### WORK TASK
Using "hair" as the search string, find the matching lines below and copy them.

- - -

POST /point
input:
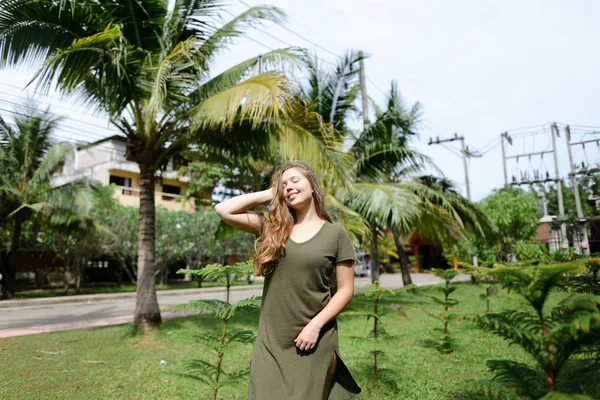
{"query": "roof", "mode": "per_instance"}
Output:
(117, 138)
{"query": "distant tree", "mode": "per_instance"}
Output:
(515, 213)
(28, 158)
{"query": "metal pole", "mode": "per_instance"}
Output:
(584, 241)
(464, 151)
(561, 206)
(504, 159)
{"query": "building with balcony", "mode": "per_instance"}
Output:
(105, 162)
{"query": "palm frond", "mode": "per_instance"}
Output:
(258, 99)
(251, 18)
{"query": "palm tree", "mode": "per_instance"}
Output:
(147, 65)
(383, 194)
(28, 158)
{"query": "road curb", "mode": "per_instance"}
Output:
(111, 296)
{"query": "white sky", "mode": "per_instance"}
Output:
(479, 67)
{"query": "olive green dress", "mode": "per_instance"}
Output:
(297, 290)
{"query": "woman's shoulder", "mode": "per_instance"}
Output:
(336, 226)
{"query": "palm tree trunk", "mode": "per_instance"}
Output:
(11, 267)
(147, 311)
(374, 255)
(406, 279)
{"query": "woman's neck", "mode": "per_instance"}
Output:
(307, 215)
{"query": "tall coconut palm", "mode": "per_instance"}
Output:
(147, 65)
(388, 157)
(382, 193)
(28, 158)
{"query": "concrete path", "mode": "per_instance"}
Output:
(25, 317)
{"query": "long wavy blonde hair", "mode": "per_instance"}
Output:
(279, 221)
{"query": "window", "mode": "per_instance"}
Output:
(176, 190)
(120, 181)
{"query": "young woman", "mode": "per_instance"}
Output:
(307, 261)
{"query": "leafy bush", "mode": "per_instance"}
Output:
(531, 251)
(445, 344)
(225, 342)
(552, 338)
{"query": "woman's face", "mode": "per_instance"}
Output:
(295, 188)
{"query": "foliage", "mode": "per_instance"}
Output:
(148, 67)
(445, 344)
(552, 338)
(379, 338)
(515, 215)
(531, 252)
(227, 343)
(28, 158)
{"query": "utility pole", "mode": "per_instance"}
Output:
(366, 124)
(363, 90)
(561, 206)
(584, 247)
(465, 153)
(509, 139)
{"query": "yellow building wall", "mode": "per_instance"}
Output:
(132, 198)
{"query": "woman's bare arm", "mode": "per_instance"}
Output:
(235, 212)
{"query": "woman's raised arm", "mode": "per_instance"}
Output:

- - -

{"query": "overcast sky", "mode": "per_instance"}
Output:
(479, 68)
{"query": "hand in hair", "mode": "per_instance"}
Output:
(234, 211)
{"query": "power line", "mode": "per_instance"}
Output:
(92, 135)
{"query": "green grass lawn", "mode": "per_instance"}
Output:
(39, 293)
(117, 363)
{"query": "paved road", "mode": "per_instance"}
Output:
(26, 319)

- - -

### EXERCISE SOLUTION
{"query": "long wavy blonde hair", "mode": "per_instance"}
{"query": "hand in hair", "mode": "per_instance"}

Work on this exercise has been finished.